Written problem =>
Rewrite every entry below, changing "bounding boxes" to "box coordinates" and leaving the rest untouched.
▽
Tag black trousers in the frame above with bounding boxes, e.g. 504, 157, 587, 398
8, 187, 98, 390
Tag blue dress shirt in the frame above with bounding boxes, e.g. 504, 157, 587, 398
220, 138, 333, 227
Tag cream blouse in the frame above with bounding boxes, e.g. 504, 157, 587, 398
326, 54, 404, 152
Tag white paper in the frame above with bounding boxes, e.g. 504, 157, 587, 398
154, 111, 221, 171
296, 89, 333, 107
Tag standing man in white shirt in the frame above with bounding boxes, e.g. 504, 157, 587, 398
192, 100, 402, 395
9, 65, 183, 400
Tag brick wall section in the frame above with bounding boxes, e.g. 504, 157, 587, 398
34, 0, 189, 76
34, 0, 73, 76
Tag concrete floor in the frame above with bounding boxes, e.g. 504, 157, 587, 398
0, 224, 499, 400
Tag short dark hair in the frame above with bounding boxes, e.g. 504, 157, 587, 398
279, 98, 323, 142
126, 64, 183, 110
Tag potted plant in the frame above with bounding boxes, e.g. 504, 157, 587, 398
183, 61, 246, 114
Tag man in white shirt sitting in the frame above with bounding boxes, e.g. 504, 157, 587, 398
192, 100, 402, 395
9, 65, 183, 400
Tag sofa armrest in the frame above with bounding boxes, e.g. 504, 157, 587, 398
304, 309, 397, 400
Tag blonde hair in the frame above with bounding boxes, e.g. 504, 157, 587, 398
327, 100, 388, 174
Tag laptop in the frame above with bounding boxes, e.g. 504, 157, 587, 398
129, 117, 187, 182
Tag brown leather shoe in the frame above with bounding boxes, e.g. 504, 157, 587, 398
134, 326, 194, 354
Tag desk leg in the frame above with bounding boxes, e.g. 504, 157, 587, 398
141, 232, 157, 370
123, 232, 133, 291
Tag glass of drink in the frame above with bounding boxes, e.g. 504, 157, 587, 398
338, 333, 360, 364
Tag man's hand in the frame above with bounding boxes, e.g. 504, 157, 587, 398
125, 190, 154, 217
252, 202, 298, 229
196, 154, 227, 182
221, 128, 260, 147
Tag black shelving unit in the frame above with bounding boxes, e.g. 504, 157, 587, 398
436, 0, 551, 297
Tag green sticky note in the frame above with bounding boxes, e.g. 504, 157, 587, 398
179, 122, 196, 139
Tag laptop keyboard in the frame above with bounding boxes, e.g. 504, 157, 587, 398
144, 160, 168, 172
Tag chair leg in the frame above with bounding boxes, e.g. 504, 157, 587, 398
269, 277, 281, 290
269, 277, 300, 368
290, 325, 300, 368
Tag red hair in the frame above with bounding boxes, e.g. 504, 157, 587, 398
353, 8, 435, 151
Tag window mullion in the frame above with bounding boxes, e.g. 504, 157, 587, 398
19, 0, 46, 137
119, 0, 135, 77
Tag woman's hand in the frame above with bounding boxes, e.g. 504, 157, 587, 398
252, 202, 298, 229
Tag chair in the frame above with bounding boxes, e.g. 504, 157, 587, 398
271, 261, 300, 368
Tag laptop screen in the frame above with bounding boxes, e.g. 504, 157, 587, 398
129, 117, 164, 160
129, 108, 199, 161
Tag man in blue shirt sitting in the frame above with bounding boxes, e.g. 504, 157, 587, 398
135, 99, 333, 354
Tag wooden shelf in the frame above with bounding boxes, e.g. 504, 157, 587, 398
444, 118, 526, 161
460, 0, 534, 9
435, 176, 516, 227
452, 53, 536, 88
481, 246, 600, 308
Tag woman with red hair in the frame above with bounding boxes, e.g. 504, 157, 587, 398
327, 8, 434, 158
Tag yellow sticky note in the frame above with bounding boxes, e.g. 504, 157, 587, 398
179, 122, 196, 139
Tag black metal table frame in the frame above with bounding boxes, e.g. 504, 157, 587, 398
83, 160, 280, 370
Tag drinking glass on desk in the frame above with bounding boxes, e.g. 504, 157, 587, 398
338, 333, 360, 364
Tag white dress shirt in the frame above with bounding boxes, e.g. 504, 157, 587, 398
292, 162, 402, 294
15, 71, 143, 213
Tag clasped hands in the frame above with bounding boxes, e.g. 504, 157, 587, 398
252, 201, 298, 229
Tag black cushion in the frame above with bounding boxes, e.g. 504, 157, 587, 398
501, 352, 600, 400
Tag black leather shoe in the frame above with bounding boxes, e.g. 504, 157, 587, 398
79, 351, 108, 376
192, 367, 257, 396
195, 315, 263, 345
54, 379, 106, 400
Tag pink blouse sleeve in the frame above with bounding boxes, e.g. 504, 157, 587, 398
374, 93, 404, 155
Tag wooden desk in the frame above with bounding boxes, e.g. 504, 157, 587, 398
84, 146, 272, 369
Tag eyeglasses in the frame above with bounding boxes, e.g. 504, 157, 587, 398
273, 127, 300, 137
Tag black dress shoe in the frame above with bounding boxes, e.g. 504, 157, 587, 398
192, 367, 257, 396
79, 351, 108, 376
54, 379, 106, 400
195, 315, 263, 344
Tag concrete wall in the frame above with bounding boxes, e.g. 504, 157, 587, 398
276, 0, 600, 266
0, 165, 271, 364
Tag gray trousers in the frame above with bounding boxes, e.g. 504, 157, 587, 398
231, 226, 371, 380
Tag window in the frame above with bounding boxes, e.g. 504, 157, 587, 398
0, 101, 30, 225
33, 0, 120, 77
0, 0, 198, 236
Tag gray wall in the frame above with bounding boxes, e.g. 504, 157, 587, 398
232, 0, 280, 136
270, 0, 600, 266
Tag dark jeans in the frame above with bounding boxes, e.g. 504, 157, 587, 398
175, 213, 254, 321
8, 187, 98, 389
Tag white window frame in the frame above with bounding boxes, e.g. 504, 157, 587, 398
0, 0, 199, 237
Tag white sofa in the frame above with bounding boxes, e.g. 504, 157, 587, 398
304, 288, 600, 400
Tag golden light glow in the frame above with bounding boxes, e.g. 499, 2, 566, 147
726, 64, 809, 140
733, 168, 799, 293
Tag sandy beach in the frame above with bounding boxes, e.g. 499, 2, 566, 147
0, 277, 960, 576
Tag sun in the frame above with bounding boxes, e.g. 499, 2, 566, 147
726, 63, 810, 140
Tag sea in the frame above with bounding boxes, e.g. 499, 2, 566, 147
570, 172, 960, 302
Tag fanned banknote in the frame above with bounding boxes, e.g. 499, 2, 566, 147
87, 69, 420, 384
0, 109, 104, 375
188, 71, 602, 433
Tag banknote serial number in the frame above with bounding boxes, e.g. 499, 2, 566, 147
△
Full output =>
Tag black trousers in the frame above with box coordinates, e.g. 504, 157, 587, 398
8, 187, 98, 390
Tag blue dress shirt in the frame above with box coordinates, e.g. 504, 157, 587, 398
220, 138, 333, 227
Tag cream blouse in the frame above with box coordinates, e.g. 504, 157, 587, 398
326, 54, 404, 152
Tag white paper in the frame above with box coordinates, e.g. 504, 157, 587, 398
154, 111, 221, 171
296, 89, 333, 107
Tag standing man in white shirt in the frame above with box coordinates, e.g. 504, 157, 587, 398
192, 100, 402, 395
9, 65, 183, 400
Tag brick wall section in the frame above with box coordinates, e.g. 504, 157, 587, 398
34, 0, 189, 76
34, 0, 73, 76
Tag concrete floor in the frame above with box coordinates, e.g. 504, 157, 587, 398
0, 224, 499, 400
Tag short dark hair in the frame above with box coordinates, e.g. 504, 157, 587, 398
279, 98, 323, 142
126, 64, 183, 110
Tag potted plant in the frame above with box coordinates, e.g. 504, 157, 587, 398
183, 61, 246, 114
Tag man in white shirt sitting in the frame above with box coordinates, e.g. 504, 157, 587, 398
192, 100, 402, 395
9, 65, 183, 400
Tag sofa armrest in the frame above with box coordinates, e.g. 504, 157, 587, 398
304, 309, 397, 400
Tag blonde hair in the frame above with box coordinates, e.g. 504, 157, 587, 398
327, 100, 388, 174
Tag laptop in the frame above with box coordinates, e.g. 504, 157, 587, 398
129, 117, 187, 182
Tag brown leather shoe in the frame above with box coordinates, e.g. 504, 157, 587, 398
134, 326, 194, 354
Tag desk leg in the frame above with box coordinates, e.g. 504, 157, 587, 398
141, 232, 157, 370
123, 232, 133, 291
Tag glass of drink in the frame above with box coordinates, e.g. 504, 157, 587, 398
338, 333, 360, 364
Tag man's hand in the frame above with box coordinates, e.g. 504, 157, 587, 398
125, 190, 154, 217
252, 202, 298, 229
196, 154, 227, 182
221, 128, 260, 147
Tag black shelving unit in the frame above with box coordinates, e.g. 504, 157, 587, 398
436, 0, 551, 297
Tag green sticky note in the frame above with box coordinates, e.g. 504, 157, 587, 398
179, 122, 196, 139
Tag laptop keyboard in the frame above with box coordinates, e.g. 504, 157, 587, 398
144, 160, 168, 172
Tag chair leg in the frame above with box coordinates, e.g. 504, 157, 587, 398
269, 277, 281, 290
269, 277, 300, 368
290, 325, 300, 368
Tag red hair in the frame above with box coordinates, e.g. 504, 157, 587, 398
353, 8, 435, 151
Tag window mullion in the frame above with box coordinates, e.g. 504, 157, 587, 398
19, 0, 46, 137
119, 0, 135, 77
Tag woman's hand in the frame above with box coordinates, e.g. 504, 157, 587, 398
252, 202, 298, 229
Tag chair in the frame above with box coordinates, e.g. 504, 157, 587, 398
271, 261, 300, 368
Tag laptop screen in the frame above with box coordinates, e.g. 504, 157, 587, 398
129, 117, 164, 160
129, 108, 199, 161
Tag man in blue shirt sitting in the frame above with box coordinates, e.g. 504, 157, 587, 398
135, 99, 333, 354
Tag wooden shelf in the frame above with box coordinates, e.g. 504, 157, 587, 398
444, 118, 526, 161
460, 0, 534, 9
435, 176, 516, 227
452, 53, 536, 88
481, 246, 600, 308
Tag woman with red hair in the frame above with box coordinates, e.g. 504, 157, 587, 398
327, 8, 434, 158
Tag yellow sticky note in the frame above with box coordinates, e.g. 504, 157, 587, 398
179, 122, 196, 139
Tag black metal table frame in the frame above with box coordinates, e.g. 504, 157, 587, 398
83, 160, 280, 370
Tag drinking glass on desk in the frame above with box coordinates, e.g. 504, 157, 587, 398
338, 333, 360, 364
Tag white dress shirt in the frame above with box coordinates, e.g. 504, 157, 587, 398
292, 162, 402, 294
15, 71, 143, 213
Tag clasped hands in the frame above with box coordinates, e.g. 504, 157, 587, 398
252, 201, 298, 229
Tag black cushion in the frame above with box coordinates, e.g. 504, 157, 587, 398
501, 352, 600, 400
Tag black leather shoe in the frame above with box coordinates, e.g. 504, 157, 587, 398
79, 351, 108, 376
192, 367, 257, 396
195, 315, 263, 345
54, 379, 106, 400
Tag pink blouse sleeve in the frame above with box coordinates, e.g. 504, 157, 587, 398
374, 93, 404, 155
Tag wooden desk in the frame above with box coordinates, e.g. 504, 157, 587, 398
84, 146, 272, 369
Tag eyeglasses in the frame above with box coordinates, e.g. 504, 157, 587, 398
273, 127, 300, 137
Tag black dress shoe in the frame above with box coordinates, e.g. 504, 157, 587, 398
192, 367, 257, 396
79, 351, 108, 376
54, 379, 106, 400
195, 315, 263, 344
Tag concrete wall in the frame above with box coordinates, e.g. 504, 157, 587, 398
276, 0, 600, 266
0, 165, 271, 364
Tag gray trousers in the frame above with box coordinates, e.g. 504, 157, 587, 398
231, 226, 371, 380
Tag window in the frame above with box coordinates, e.g. 504, 157, 587, 398
0, 101, 30, 225
33, 0, 120, 77
0, 0, 198, 236
Tag gray wall in the frame above with box coordinates, e.g. 504, 157, 587, 398
232, 0, 280, 136
270, 0, 600, 266
Tag dark jeans in the frame above with box coordinates, e.g. 504, 157, 587, 398
175, 213, 254, 321
8, 187, 98, 389
Tag white window frame in the frame above with box coordinates, e.g. 504, 157, 587, 398
0, 0, 199, 237
Tag white sofa in the frame above with box coordinates, e.g. 504, 157, 587, 398
304, 288, 600, 400
Tag golden light glow in the frame above with box coordinates, e.g. 499, 2, 566, 147
726, 64, 809, 140
733, 168, 799, 293
Tag sandy beach in the frame above with box coordinates, e.g. 499, 2, 566, 147
0, 277, 960, 576
Tag sun in the frame above with box coordinates, e.g. 499, 2, 566, 147
726, 63, 810, 140
Tag sea in the frame above with box coordinates, e.g. 499, 2, 566, 147
570, 172, 960, 302
Tag fanned banknote in the frame above with box coordinates, e.g. 499, 2, 566, 147
87, 69, 420, 384
0, 109, 104, 375
188, 71, 602, 433
Tag banknote serial number in the frame above with box coordinates, e.g. 499, 2, 566, 147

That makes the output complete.